- **THE TASK**: Write out each of the following rows word for word.

- **RECORDS PROVIDED**:
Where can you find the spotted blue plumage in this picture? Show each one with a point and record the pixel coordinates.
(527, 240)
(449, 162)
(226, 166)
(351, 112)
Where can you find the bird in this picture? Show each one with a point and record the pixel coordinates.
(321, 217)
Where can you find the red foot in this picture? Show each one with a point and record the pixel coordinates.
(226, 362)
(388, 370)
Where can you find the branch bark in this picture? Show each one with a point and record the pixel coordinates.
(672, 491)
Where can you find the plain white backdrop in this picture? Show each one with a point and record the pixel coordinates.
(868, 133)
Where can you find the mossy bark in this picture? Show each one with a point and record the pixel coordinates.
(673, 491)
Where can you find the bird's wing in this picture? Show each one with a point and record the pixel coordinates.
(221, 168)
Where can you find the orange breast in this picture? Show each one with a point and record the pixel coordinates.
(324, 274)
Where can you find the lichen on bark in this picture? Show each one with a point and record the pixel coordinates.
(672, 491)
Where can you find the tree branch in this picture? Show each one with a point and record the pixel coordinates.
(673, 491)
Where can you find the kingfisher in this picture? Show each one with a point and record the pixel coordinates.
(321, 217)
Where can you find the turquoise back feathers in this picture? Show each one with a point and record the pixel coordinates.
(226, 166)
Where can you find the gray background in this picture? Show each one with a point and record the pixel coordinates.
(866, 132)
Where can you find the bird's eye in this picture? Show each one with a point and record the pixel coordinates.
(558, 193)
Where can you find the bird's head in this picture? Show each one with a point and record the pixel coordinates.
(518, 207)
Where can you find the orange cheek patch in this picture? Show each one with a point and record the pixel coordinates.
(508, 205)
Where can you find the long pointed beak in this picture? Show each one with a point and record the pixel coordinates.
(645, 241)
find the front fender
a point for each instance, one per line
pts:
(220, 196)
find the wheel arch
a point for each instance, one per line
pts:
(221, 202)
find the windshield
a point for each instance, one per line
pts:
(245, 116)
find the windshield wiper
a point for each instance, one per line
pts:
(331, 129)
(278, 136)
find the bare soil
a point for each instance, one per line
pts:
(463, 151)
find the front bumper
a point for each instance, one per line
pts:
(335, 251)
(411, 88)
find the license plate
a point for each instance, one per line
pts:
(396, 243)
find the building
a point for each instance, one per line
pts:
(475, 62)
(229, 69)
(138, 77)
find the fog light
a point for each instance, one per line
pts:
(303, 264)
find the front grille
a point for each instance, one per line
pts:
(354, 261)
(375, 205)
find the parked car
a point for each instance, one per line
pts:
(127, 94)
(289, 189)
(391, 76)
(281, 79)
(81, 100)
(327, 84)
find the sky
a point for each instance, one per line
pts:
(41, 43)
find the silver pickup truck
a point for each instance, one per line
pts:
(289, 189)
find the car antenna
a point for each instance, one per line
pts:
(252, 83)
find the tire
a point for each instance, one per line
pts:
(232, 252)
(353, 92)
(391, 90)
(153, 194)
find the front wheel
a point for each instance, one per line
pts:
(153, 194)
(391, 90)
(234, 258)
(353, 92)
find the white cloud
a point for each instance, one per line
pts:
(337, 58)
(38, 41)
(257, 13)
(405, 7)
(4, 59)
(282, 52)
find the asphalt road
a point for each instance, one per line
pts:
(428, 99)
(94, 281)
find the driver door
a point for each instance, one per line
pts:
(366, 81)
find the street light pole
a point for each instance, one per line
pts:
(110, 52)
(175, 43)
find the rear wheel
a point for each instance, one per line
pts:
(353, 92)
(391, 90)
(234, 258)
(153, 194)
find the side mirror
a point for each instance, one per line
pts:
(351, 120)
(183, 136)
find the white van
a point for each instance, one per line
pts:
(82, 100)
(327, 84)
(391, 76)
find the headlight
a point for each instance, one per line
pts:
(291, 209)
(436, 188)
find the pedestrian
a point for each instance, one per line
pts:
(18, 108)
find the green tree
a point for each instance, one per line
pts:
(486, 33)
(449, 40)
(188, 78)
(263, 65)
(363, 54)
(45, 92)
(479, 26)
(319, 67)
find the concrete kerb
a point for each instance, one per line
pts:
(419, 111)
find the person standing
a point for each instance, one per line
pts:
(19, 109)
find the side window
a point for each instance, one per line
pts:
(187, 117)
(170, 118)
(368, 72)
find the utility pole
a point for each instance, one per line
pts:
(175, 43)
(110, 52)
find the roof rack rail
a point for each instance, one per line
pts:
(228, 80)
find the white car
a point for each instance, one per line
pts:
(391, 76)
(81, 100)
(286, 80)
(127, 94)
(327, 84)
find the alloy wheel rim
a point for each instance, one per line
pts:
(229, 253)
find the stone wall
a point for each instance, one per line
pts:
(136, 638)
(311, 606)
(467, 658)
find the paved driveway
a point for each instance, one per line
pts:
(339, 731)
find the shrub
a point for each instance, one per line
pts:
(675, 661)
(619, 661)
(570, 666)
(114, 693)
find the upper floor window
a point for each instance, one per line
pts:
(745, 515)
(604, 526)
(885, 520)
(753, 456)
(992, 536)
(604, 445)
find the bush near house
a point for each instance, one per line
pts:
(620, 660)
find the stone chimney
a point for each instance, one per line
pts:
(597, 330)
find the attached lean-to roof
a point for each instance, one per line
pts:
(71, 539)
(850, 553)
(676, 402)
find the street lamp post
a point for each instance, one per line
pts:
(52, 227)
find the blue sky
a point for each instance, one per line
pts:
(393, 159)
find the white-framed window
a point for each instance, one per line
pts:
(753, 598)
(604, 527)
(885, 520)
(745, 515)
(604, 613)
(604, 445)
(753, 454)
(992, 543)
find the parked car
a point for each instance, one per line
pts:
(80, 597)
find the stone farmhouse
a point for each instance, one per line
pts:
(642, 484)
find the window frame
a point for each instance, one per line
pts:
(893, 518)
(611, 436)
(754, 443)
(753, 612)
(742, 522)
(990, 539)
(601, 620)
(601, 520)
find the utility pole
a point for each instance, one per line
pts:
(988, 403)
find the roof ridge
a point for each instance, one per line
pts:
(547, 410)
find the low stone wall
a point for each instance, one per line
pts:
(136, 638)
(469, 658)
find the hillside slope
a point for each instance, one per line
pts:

- **EXERCISE RESPONSE**:
Where can you find the spotted blue plumage in this picture? Show each one with a point and record the pixel coordinates.
(527, 240)
(449, 162)
(226, 166)
(351, 112)
Where can you find the bird in this picture? Show each one with a point and record the pixel coordinates.
(321, 217)
Where can you find the red foot in this picture? Show each one with a point and record the pixel coordinates.
(226, 362)
(388, 370)
Where can you find the branch bark in this picture? Show each one with a point and record the pixel coordinates.
(672, 491)
Where can you find the plain white backdrop in this picture? Show each one with a point and record the pixel coordinates.
(868, 133)
Where can you find the mossy bark in this picture? Show each one with a point and record the pixel coordinates.
(673, 491)
Where can you find the bird's wing in this picture? Show each one with a point and record the pixel coordinates.
(221, 168)
Where can you find the orange breast in this picture? Show each one with a point and record the pixel coordinates.
(324, 274)
Where can you find the lichen on bark in this picture? Show each one with a point and record the pixel coordinates.
(672, 491)
Where can you find the tree branch in this picture? Show each one with a point and record the pixel coordinates.
(673, 491)
Where can you find the kingfisher in this picture? Show each one with a point and record the pixel coordinates.
(321, 217)
Where can you find the turquoise back feathers in this picture? Show each one with a point and record the pixel coordinates.
(226, 166)
Where can you find the gray background in this picture? Show each one with a point and record the pixel coordinates.
(866, 132)
Where can you find the bird's eye in this picture? Show each one with a point and record the pixel coordinates.
(558, 193)
Where can you find the bird's head in this picture? Show each one with a point and record the pixel coordinates.
(518, 207)
Where can you find the orange cheek patch in this picture? Show each one with a point and record the pixel coordinates.
(508, 205)
Where can you find the long pointed beak in this picture? Show each one with a point and record the pixel coordinates.
(645, 241)
find the front fender
a point for each instance, one per line
pts:
(220, 196)
find the wheel arch
a point for each instance, one per line
pts:
(221, 202)
find the windshield
a point for each instance, one per line
pts:
(245, 116)
find the windshield wiper
a point for each instance, one per line
pts:
(331, 129)
(278, 136)
find the bare soil
a point for each instance, one per line
pts:
(463, 151)
find the front bumper
a point for each instance, one per line
pts:
(335, 251)
(411, 88)
find the license plate
a point for each instance, one per line
pts:
(396, 243)
find the building
a point for each instance, one per line
pts:
(475, 62)
(229, 69)
(138, 77)
find the fog light
a point for each instance, one per line
pts:
(303, 264)
find the front grille
a point for each instance, one per line
pts:
(354, 261)
(375, 205)
find the parked car
a point for each instance, one per line
pts:
(127, 94)
(289, 189)
(391, 76)
(281, 79)
(81, 100)
(327, 84)
find the sky
a point for each instance, one per line
pts:
(41, 43)
find the silver pickup truck
a point for each instance, one per line
pts:
(289, 189)
find the car antenna
a point for each instance, one per line
pts:
(252, 83)
find the tire
a point for each instance, one per line
pts:
(232, 252)
(353, 92)
(391, 90)
(153, 194)
find the front wheel
a point for each instance, one per line
pts:
(153, 194)
(391, 90)
(234, 258)
(353, 92)
find the white cloud
a point for each instance, one per line
pts:
(337, 58)
(38, 41)
(257, 13)
(405, 7)
(4, 59)
(282, 52)
find the asphalt road
a point for each instance, one per line
pts:
(428, 99)
(94, 281)
find the driver door
a point for each instance, one per line
pts:
(366, 81)
find the street light pole
a point for each instance, one per line
pts:
(110, 52)
(175, 43)
find the rear wheel
a point for each instance, one per line
pts:
(353, 92)
(391, 90)
(234, 258)
(153, 194)
find the side mirror
a point for each instance, one per line
pts:
(351, 120)
(183, 136)
find the white van
a point for each instance, one per line
pts:
(82, 100)
(327, 84)
(391, 76)
find the headlight
a point for each instance, one per line
pts:
(291, 209)
(436, 188)
find the pedestrian
a point for each instance, one per line
pts:
(18, 108)
find the green tree
a point for each instance, one per line
pts:
(486, 33)
(449, 40)
(188, 78)
(263, 65)
(363, 54)
(45, 92)
(479, 26)
(319, 67)
find the concrete kerb
a point for each instance, one per line
pts:
(419, 111)
find the person standing
a point for each instance, one per line
pts:
(19, 109)
find the side window
a point for each instance, one per line
pts:
(187, 117)
(170, 118)
(368, 72)
find the utility pole
a point for each instance, one per line
pts:
(175, 43)
(110, 52)
find the roof rack rail
a point for each instance, one per line
pts:
(228, 80)
find the white car
a point for each instance, one per line
pts:
(391, 76)
(81, 100)
(286, 80)
(127, 94)
(327, 84)
find the alloy wheel rim
a point for each instance, one per line
pts:
(229, 253)
find the stone wall
a point for each instance, one per line
pts:
(136, 638)
(311, 606)
(467, 658)
find the paved driveway
a point for each instance, one per line
pts:
(339, 731)
find the shrub
a point for each instance, one per line
pts:
(675, 661)
(619, 661)
(570, 666)
(114, 693)
find the upper floor window
a point for each instance, one per line
pts:
(745, 515)
(604, 526)
(885, 520)
(753, 456)
(992, 536)
(604, 445)
find the bush near house
a point for each instance, one per line
pts:
(620, 660)
find the stone chimney
a point for each instance, one per line
pts:
(597, 330)
find the attached lean-to roof
a point for each instance, one per line
pts:
(71, 539)
(850, 553)
(676, 402)
find the street lamp post
a point for each instance, one per line
pts:
(52, 227)
find the blue sky
a point for each instance, one per line
pts:
(393, 159)
find the white-framed window
a point for each instance, one per line
pts:
(753, 598)
(604, 527)
(885, 520)
(745, 515)
(604, 613)
(604, 445)
(753, 454)
(992, 543)
find the parked car
a point for each instance, one per line
pts:
(80, 597)
find the stone farmhouse
a point for each instance, one per line
pts:
(642, 484)
find the window frame
a point for each instance, one per line
pts:
(893, 518)
(611, 436)
(754, 443)
(753, 612)
(742, 522)
(990, 539)
(601, 620)
(601, 520)
find the utility pole
a point for each instance, one per line
pts:
(988, 403)
find the roof ridge
a point for each instance, one per line
pts:
(547, 410)
find the low stone wall
a point for each instance, one per line
pts:
(136, 638)
(469, 658)
find the hillside slope
a point for each instance, one per line
pts:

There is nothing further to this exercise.